It seems like everybody’s fasting these days. My personal trainer raves about intermittent fasting, a colleague at work does the traditional three-day master cleanse, and friends in Silicon Valley are obsessed with biohacking. Let’s take a quick look at each one before we delve into the benefits and risks.
A huge wellness trend in 2017, with several methods to choose from. It’s all about restricting your eating patterns (about when you eat, not what you eat). The 5:2 method involves eating what you want for five days a week and restricting your intake to just 500 calories a day for two days a week. The 2 Meal Day method is just what it sounds like – skipping one meal a day (and sticking with it). The 16-Hour method involves eating all your food in an eight-hour window and fasting the rest of the day.
You may know this one as the Lemonade Diet – it’s been around since the 1970s. (Beyonce made it famous – again – when she did a master cleanse to drop a bunch of weight before filming Dreamgirls.) Abstain from all solid food and drink water mixed with cayenne pepper, maple syrup, and lemon juice for up to 10 days.
Leave it to Silicon Valley to make fasting about productivity rather than weight loss. The real goal is to track vital signs (blood glucose, ketone levels, etc.) while fasting because it’s thought to increase brain performance.
Sure, there are benefits to fasting. But there are risks, too. Here’s what you need to know.
3 Benefits from Fasting
1. Weight loss. You’ll likely lose weight (and it’ll likely come back – especially if it’s just the water weight you drop in the first day or two of a fast).
2. Improved blood pressure and cholesterol. Studies have shown that fasting can lower both blood pressure and cholesterol levels.
3. Healthier GI tract. This is where the detoxing comes in. Fasting gives your digestive system a break and can help your body purge unhealthy toxins.
3 Risks when Fasting
1. Dehydration. If you drink the same amount of water you’d drink when not fasting, it won’t be enough. A loss of just 1-2% of water in your body can cause headaches and put stress on your kidneys.
2. Mineral and vitamin deficiencies. Decreased levels of sodium and potassium in your body can lead to cramps, headaches, and serious health issues.
3. Muscle loss. The body turns to muscle for needed glucose during a fast. Light exercise when fasting is recommended – but be careful you don’t overdo it.
*Editor’s Note: This article is for informational use only; it is not a substitute for professional medical advice, diagnosis, or treatment. Always consult with your healthcare provider before undertaking any diet, supplement, fitness, or any other health program.

> **Dataset content**
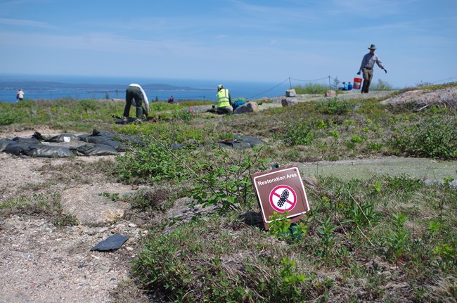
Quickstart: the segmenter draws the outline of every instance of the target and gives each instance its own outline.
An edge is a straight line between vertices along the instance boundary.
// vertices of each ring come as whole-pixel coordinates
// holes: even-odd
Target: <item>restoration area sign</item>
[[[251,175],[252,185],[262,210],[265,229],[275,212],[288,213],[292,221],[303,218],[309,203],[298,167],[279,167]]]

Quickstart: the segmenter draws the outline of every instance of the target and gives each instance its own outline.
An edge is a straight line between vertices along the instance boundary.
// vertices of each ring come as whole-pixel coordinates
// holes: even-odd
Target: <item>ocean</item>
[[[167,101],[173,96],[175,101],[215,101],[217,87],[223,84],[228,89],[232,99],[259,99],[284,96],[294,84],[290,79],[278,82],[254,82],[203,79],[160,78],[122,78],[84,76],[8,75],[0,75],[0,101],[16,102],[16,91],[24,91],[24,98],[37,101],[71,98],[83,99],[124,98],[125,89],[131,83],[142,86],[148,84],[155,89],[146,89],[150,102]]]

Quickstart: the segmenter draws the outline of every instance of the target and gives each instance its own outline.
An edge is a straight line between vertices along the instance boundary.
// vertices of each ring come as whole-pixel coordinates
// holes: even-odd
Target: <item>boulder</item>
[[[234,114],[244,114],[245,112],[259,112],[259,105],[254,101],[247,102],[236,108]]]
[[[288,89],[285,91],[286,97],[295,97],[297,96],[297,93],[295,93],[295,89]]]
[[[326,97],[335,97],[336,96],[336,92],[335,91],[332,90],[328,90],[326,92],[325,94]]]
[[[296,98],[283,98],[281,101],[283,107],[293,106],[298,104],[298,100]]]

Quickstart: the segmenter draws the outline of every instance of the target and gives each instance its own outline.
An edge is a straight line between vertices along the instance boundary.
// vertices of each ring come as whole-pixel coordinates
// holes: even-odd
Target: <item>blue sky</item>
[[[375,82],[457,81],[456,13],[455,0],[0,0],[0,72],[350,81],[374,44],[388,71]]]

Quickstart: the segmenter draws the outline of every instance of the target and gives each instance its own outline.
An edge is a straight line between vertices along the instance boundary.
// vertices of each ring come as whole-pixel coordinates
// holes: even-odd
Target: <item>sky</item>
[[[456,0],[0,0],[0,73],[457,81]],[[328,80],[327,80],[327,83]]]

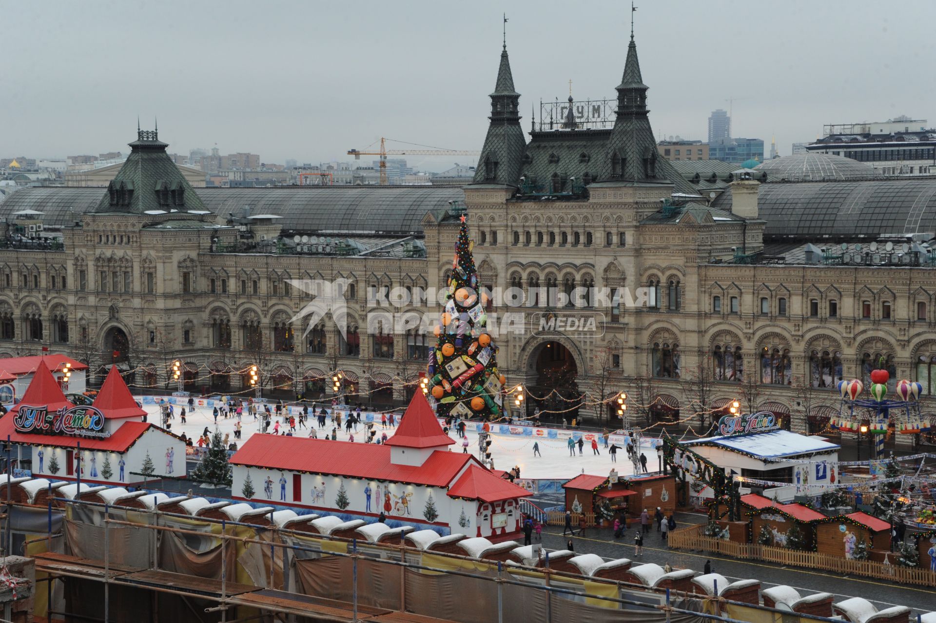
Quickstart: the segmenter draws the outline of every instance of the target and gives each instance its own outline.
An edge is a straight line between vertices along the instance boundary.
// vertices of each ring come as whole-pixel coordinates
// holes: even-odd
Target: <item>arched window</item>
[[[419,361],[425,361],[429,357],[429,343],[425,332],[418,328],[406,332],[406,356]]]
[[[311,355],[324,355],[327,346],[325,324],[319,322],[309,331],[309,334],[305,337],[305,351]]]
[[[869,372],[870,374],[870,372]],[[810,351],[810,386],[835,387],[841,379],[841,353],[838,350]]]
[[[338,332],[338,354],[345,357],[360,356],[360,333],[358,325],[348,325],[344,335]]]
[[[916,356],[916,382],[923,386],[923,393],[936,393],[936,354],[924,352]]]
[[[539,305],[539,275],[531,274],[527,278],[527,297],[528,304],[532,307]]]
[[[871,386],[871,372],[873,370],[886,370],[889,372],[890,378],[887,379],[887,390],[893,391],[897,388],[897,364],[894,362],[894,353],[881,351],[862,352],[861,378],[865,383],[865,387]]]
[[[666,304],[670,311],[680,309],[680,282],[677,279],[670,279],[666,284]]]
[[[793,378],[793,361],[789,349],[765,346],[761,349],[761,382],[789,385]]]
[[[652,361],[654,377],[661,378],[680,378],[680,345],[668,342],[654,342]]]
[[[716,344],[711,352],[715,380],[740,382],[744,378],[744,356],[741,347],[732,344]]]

> **Things to do**
1/ List the risks of fasting that the fasting article names.
2/ For each statement, say whether it agrees with the fasting article, and quote the words that decide it: (a) The master cleanse has been around since the 1970s. (b) The 16-Hour method means eating all your food within a twelve-hour window. (c) Light exercise is recommended while fasting.
3/ According to the fasting article, why can fasting lead to muscle loss?

> **Answers for the tasks**
1/ Dehydration; mineral and vitamin deficiencies; muscle loss.

2/
(a) Yes: "it’s been around since the 1970s"
(b) No: "eating all your food in an eight-hour window"
(c) Yes: "Light exercise when fasting is recommended"

3/ During a fast, the body turns to muscle for the glucose it needs.